The task:
The records below are to be written out exactly, with every picture omitted.

Data excerpts:
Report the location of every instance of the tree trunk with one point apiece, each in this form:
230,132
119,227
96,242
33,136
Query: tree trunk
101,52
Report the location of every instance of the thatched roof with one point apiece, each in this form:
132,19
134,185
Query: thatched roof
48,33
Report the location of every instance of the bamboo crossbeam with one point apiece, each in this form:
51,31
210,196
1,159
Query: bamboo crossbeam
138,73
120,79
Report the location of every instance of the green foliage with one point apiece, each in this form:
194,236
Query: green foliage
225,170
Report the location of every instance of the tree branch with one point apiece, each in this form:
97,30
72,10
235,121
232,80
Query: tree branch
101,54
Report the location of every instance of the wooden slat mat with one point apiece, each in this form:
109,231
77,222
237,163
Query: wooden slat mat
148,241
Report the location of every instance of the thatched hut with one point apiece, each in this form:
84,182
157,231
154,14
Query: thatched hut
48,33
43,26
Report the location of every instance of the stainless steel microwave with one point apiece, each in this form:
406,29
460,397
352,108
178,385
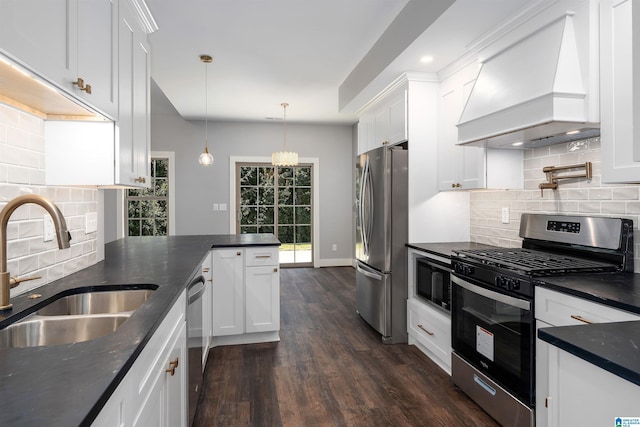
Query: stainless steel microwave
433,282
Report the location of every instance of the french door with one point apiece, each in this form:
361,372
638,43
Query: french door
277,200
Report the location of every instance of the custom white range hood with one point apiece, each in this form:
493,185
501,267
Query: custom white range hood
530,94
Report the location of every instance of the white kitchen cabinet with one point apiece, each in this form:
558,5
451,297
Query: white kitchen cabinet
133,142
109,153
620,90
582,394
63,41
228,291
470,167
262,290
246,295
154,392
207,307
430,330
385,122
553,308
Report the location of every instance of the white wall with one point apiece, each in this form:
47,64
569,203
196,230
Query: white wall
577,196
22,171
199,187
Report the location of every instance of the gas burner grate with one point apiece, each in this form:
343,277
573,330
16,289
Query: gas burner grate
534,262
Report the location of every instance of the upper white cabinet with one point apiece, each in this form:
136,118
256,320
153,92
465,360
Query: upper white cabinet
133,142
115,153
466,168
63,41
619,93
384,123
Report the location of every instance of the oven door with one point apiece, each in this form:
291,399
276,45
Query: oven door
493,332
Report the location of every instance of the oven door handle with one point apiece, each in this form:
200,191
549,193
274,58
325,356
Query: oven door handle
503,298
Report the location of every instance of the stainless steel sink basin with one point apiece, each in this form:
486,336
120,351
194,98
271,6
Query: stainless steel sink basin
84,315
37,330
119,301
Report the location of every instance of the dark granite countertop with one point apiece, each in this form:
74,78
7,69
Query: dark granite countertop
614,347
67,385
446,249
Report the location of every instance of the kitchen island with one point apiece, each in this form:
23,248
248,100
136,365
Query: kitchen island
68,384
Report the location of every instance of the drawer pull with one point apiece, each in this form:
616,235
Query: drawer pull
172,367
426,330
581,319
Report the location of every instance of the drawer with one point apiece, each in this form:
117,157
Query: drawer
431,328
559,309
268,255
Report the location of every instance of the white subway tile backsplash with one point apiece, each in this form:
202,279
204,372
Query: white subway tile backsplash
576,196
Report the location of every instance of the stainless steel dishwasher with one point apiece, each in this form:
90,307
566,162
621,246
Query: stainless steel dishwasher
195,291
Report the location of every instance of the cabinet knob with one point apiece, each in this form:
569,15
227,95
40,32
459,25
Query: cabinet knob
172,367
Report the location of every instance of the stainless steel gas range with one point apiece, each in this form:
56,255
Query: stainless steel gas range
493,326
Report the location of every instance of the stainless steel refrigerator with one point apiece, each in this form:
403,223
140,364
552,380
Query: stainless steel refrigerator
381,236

Response to the task:
Report the location of every instance of the tree trunk with one point apiece, each in this form:
230,132
119,227
96,242
33,136
Query: tree trunk
101,52
Report the location of every instance of the thatched roof with one point apiece, each in this form:
132,19
134,185
Query: thatched roof
48,33
Report the location of every instance of the bamboo crossbeam with one point apiece, each in this form:
51,31
210,196
1,159
Query: bamboo crossbeam
138,73
120,79
Report the location of every instance of the green foliage with one point apiece, each in this form:
194,236
Query: green foliage
225,170
Report the location of every instance of the tree branch with one point apiece, each in this form:
97,30
72,10
235,121
232,80
Query: tree branch
101,54
Report the location of every instance of the wooden slat mat with one point apiece, each in this form:
109,231
77,222
237,163
Query: wooden slat mat
148,241
Report the location of every instance of the thatched hut with one point apiece, each in this form:
84,182
157,231
154,14
Query: thatched hut
48,33
43,26
Report the location of every instance of the stainless steel microwave with one point apiece, each in this form:
406,29
460,397
352,108
178,385
Query: stainless steel microwave
433,282
Report the location of every instance of the french door with one point apiece, each in this form:
361,372
638,43
Query: french door
277,200
Report the location of every instance of the custom white range hood with one point apiece, each in this form:
493,185
501,267
Query: custom white range hood
530,94
Report the location of every instance of the white kitchen cabinet with one point apiece, each in this form:
558,5
451,297
Query: white kitchen cabinet
133,142
109,153
620,90
582,394
63,41
228,291
470,167
262,290
246,295
154,392
207,307
430,330
385,122
553,308
Report the location of every instance of the white wall with one point apiece, each in this form:
47,64
569,203
196,230
Query: white wall
577,196
22,171
199,187
Report the location of every instance of the gas burner grate with one point apiece, each in this form:
343,277
573,330
16,289
Query: gas burner grate
534,262
Report the location of every instance of the upper white cabinet with one point apiece, each in this form:
136,118
256,320
153,92
465,360
Query: upper white cabinet
133,142
115,153
466,168
63,41
619,93
384,123
Report the location of every instance of the oven door with one point apiece, each in this form:
291,399
276,45
Query: oven door
493,332
Report the location of every instance of the oven door handle with one point apiece, each in this form:
200,191
549,193
274,58
325,356
Query: oven door handle
503,298
Report the location of every instance of the stainless steel sink basin with one point apiece, each in this form:
486,336
120,351
194,98
271,6
Query: stainless steel sink basin
84,315
37,330
119,301
Report the location of every instance of the dark granite countertop with one point apiece, each in this form:
74,78
7,69
Query: dark granite countertop
614,347
67,385
446,249
Report the location of every instance of the kitchen island with one point apiece, each in this form:
23,248
248,100
136,365
Query: kitchen island
68,384
Report the location of every instance of the drawer pull with one point apiece, each in this form:
616,235
Query: drawer pull
172,367
426,330
581,319
Report the location of every instance of the drawer with one point apiece, each in this form:
117,157
Query: drawer
431,328
559,309
268,255
Report the location of every instance of the white subway tile backsplash with one point apiece, each in this form:
202,279
204,372
Query: white subway tile backsplash
576,196
Report the location of every instance of the stainless steel dishwasher with one point apiece, each in this form:
90,307
566,162
621,246
Query: stainless steel dishwasher
195,291
Report the location of every instance of the cabinet knob with one point apiece, each in this form:
569,15
227,95
40,32
459,25
Query: cabinet knob
172,367
Report the location of every instance of the stainless steel gas range with one point apiece, each in this form:
56,255
Query: stainless steel gas range
493,326
Report the location of every instance of the stainless steel refrigerator with one point apiece, each in this form:
403,223
140,364
552,380
Query: stainless steel refrigerator
381,236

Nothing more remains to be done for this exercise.